> What this task involves
Which lines in the data below contain the string "bullocks"? Show each one in full, and treat uppercase and lowercase as different.
★ ★ ★ ★ ★ ★ ★
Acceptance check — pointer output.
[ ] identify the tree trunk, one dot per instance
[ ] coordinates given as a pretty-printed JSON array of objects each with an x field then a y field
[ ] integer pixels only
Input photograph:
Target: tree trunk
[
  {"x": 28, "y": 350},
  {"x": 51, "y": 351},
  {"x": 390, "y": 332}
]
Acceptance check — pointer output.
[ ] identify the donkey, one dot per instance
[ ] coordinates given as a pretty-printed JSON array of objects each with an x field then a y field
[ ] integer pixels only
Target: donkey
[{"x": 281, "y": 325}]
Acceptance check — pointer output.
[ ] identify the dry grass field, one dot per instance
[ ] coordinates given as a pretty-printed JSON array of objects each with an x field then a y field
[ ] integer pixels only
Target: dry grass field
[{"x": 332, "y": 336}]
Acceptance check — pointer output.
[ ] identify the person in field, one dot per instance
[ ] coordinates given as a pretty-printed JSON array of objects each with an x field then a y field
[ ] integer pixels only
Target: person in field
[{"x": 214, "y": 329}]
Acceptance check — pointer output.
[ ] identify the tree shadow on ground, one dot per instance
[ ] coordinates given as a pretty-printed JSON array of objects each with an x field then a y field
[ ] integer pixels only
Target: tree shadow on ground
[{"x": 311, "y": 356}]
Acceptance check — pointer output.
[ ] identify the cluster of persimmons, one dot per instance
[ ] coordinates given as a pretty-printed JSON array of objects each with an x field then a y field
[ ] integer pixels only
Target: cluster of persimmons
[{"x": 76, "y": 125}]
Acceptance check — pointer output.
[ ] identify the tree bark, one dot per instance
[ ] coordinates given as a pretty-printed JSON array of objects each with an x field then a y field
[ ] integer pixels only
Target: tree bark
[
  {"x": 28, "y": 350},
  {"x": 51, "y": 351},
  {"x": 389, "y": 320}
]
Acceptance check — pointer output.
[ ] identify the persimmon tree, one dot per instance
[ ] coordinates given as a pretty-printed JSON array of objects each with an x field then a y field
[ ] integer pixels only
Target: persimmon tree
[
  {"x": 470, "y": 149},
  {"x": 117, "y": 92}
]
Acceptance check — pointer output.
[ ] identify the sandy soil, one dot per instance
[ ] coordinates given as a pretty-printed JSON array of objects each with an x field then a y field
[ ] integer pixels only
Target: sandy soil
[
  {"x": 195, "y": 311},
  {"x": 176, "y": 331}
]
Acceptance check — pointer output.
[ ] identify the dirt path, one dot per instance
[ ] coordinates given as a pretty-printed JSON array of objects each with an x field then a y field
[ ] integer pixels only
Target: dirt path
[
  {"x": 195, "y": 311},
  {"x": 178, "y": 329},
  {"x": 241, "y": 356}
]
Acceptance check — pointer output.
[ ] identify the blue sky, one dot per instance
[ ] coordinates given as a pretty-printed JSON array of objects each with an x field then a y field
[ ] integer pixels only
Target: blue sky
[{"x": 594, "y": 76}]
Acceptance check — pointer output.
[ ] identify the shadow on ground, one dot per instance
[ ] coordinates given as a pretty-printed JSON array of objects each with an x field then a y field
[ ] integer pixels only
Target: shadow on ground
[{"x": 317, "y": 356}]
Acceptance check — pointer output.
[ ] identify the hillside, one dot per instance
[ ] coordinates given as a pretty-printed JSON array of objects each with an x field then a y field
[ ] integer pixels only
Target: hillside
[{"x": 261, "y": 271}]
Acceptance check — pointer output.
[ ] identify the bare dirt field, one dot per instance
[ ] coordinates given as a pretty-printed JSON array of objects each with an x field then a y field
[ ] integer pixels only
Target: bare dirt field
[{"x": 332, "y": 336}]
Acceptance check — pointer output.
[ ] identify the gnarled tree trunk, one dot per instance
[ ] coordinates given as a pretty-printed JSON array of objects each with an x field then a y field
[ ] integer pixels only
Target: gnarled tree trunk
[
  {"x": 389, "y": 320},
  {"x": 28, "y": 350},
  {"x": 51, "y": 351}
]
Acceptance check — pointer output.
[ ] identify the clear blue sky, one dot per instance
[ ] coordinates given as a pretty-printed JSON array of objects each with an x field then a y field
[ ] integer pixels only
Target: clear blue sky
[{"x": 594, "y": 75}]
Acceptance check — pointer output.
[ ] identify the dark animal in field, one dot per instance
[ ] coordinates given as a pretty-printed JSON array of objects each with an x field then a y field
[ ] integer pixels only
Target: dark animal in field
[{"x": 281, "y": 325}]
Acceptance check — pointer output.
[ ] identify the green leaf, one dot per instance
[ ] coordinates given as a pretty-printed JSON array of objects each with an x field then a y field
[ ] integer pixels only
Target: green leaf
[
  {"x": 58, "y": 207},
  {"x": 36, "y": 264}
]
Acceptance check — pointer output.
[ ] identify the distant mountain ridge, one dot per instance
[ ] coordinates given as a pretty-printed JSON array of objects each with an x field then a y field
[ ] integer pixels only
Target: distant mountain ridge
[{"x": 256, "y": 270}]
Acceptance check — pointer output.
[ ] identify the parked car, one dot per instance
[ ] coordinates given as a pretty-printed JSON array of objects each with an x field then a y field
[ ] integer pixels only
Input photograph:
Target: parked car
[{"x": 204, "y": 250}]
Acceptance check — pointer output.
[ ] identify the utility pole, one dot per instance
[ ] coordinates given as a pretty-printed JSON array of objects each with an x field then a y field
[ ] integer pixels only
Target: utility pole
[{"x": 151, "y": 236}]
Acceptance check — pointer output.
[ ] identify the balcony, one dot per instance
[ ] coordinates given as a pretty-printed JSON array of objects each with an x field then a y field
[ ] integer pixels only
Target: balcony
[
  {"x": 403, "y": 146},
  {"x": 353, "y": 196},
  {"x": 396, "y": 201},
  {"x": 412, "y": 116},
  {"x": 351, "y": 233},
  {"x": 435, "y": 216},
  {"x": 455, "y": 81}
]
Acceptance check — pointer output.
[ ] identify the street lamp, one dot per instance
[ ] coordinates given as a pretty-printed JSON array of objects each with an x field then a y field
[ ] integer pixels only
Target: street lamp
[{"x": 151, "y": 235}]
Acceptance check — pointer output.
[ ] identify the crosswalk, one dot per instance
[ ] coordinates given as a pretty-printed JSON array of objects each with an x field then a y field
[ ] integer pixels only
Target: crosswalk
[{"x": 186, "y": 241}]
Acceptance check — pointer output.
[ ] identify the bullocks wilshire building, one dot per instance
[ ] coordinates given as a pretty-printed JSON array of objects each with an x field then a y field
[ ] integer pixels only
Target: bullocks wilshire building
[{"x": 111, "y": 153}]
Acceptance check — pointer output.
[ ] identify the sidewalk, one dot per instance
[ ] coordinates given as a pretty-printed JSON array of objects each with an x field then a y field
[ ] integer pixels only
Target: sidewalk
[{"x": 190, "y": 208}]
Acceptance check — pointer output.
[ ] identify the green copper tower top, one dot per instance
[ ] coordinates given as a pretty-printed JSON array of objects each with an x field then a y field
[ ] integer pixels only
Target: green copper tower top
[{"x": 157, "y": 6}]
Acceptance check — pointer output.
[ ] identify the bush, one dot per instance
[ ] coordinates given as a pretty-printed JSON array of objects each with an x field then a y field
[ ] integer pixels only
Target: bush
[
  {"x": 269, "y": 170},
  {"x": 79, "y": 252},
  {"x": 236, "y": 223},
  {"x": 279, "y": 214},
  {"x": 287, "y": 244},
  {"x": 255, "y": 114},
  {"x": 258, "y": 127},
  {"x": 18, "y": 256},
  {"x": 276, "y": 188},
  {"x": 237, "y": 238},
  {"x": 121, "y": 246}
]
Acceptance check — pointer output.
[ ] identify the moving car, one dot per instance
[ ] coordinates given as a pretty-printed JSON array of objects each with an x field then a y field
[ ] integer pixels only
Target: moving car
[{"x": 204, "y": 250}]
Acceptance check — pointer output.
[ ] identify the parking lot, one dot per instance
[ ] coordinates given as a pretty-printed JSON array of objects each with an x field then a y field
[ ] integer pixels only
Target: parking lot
★ ★ ★ ★ ★ ★ ★
> Final result
[ ] identify the bullocks wilshire building, one dot per instance
Target: bullocks wilshire building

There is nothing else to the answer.